(Entries from a pointing dataset)
_____
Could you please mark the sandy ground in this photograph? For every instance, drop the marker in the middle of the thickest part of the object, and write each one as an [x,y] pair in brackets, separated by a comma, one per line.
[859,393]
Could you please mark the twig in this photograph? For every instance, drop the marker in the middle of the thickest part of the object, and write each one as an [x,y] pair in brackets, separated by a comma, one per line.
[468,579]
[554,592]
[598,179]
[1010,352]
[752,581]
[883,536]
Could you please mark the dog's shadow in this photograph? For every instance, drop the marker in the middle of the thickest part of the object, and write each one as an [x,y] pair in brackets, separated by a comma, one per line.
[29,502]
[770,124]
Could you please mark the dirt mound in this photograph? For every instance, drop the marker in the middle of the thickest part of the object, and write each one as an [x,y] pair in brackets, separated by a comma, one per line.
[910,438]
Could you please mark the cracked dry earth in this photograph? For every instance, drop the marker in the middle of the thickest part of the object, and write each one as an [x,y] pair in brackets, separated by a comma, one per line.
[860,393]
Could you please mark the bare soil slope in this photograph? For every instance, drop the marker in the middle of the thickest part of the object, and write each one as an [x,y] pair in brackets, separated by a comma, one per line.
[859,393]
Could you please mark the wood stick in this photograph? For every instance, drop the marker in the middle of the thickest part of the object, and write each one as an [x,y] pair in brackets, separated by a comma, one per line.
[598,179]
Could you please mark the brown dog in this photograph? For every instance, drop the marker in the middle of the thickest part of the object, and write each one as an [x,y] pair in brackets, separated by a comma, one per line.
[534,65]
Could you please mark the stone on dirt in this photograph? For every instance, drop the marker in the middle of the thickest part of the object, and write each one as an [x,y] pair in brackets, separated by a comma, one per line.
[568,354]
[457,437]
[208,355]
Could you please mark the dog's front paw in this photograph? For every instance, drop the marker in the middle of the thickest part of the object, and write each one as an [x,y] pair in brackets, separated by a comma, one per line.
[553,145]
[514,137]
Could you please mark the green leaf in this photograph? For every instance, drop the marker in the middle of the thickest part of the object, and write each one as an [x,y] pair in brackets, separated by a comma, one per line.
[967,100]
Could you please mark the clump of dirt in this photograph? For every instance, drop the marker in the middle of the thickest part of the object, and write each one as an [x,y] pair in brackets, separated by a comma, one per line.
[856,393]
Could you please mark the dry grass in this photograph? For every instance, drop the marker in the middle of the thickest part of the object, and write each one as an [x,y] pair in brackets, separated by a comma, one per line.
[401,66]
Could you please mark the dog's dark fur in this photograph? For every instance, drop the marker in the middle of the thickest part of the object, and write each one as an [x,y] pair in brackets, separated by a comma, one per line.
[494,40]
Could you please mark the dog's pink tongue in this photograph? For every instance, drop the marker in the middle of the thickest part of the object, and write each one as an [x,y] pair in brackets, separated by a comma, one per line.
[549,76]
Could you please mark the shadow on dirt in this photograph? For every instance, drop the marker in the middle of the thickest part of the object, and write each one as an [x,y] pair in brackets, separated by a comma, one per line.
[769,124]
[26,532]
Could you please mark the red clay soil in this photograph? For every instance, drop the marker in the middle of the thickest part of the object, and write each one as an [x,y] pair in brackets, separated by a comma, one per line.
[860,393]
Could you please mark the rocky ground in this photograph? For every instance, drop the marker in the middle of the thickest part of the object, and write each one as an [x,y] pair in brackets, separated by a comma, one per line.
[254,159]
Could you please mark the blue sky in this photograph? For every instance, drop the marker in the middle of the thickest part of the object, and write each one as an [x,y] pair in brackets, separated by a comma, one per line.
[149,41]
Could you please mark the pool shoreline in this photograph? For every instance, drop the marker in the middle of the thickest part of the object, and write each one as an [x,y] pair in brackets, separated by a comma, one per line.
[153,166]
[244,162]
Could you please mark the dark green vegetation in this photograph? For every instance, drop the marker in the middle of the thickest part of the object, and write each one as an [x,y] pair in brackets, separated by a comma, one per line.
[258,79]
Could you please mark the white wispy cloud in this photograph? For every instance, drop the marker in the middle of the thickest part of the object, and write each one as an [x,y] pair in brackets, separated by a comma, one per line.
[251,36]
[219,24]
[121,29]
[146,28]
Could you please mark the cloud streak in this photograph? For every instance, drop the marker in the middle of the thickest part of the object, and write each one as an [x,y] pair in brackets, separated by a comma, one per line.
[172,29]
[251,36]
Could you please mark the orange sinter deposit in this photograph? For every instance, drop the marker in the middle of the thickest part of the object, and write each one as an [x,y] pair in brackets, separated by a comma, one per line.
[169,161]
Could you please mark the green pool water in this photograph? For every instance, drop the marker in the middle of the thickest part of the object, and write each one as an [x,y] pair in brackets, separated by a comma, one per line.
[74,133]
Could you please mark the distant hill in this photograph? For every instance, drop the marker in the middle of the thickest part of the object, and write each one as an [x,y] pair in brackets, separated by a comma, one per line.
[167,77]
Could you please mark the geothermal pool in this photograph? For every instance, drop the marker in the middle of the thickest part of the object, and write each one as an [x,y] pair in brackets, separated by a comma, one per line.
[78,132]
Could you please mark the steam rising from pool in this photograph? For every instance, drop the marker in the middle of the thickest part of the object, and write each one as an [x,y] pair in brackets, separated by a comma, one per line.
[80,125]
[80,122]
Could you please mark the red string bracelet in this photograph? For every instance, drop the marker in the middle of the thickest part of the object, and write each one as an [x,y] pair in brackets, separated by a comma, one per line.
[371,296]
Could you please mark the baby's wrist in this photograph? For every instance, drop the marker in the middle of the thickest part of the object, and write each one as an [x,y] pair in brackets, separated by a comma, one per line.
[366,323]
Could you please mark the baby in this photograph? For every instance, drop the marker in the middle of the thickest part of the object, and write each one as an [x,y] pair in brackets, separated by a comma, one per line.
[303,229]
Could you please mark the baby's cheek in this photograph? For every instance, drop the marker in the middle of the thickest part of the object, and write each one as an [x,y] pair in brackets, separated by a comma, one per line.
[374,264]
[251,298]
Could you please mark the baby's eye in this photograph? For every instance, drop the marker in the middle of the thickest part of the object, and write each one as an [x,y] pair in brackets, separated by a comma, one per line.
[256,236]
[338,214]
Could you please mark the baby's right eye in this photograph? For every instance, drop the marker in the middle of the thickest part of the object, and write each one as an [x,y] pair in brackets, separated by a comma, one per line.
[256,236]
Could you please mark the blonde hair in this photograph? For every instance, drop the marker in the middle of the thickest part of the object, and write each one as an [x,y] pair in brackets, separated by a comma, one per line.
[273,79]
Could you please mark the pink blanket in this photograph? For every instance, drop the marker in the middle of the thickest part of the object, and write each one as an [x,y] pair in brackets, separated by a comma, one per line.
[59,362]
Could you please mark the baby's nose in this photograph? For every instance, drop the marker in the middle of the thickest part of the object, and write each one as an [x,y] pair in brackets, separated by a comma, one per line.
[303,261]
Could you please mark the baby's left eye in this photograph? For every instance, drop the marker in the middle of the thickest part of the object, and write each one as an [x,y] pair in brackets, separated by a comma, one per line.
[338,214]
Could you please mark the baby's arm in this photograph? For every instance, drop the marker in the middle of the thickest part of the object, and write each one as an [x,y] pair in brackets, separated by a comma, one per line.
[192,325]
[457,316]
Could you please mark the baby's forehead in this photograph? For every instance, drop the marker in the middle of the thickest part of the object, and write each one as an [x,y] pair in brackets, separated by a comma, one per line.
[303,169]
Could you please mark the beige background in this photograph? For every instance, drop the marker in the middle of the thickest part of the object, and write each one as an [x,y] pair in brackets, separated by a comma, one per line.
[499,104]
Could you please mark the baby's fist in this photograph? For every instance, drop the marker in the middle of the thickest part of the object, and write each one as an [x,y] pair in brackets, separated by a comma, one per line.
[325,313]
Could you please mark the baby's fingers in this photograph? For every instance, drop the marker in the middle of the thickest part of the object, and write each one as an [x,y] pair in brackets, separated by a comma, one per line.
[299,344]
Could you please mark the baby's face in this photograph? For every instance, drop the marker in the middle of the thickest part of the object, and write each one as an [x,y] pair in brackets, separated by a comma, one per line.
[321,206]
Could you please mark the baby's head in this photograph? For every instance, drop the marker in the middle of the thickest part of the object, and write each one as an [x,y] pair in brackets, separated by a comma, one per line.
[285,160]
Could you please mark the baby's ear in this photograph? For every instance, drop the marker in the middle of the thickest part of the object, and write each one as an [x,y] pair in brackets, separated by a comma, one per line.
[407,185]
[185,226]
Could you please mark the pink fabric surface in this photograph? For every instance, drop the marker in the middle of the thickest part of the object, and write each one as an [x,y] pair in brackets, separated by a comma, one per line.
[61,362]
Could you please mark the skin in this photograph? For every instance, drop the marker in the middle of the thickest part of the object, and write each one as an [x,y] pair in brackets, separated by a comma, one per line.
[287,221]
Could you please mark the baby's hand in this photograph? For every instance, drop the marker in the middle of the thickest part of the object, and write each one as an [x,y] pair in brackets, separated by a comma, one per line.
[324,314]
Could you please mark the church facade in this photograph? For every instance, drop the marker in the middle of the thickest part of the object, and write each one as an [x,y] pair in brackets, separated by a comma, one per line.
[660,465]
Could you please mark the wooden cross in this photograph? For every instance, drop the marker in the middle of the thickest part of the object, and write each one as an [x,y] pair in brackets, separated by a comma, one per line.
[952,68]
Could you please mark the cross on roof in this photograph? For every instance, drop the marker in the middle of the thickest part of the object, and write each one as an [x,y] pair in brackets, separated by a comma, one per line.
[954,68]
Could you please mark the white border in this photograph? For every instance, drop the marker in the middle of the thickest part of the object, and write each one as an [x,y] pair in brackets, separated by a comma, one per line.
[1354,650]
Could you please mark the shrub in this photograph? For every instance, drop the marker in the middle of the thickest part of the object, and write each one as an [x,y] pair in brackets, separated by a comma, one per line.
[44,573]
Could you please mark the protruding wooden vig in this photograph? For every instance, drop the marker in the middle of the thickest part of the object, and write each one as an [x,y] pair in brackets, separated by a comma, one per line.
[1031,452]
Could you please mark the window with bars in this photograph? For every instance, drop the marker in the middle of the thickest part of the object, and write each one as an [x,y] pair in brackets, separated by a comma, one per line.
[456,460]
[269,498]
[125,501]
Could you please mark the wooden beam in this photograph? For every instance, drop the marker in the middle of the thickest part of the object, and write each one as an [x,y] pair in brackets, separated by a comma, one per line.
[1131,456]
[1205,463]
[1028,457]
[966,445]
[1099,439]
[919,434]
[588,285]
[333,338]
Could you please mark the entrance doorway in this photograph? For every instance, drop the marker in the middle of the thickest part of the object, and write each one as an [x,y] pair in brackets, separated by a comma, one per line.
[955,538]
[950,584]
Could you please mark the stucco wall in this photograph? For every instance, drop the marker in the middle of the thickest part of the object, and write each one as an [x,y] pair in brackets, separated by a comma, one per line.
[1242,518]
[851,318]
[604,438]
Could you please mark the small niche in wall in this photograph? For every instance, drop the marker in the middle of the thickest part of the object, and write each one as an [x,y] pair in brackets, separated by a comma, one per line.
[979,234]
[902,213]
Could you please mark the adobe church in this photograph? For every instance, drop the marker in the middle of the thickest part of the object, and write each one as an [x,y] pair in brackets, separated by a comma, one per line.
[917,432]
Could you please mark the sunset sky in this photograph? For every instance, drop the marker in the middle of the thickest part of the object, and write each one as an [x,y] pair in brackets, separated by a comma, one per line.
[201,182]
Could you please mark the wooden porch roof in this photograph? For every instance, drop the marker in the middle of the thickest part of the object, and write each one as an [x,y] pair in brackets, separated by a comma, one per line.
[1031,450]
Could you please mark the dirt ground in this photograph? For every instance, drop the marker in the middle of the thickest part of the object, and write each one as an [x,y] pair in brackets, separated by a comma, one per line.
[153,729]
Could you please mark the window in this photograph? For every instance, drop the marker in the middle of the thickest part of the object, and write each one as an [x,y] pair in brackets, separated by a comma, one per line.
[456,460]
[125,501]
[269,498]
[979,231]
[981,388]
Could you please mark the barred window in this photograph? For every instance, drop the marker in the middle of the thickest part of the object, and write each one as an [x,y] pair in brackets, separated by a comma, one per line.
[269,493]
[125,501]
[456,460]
_____
=== THE REQUEST ===
Output exactly the lines from the one containing "Could you please mark the window in" through the last line of the entries, both ends included.

=== FULL SOLUTION ===
Could you please mark the window in this photograph? For every instance, drop the marker in the middle of the thickest part of the object, and write each one as an [x,y] pair in brackets, separated by a comma, one per line.
[456,460]
[125,501]
[269,498]
[979,231]
[981,388]
Could you please mark the barred window in this photograph? For every instance, drop the marker in the middle of the thickest part of the object, and write each one as an [x,y] pair in brackets, separated by a comma, one per line.
[269,493]
[125,501]
[456,460]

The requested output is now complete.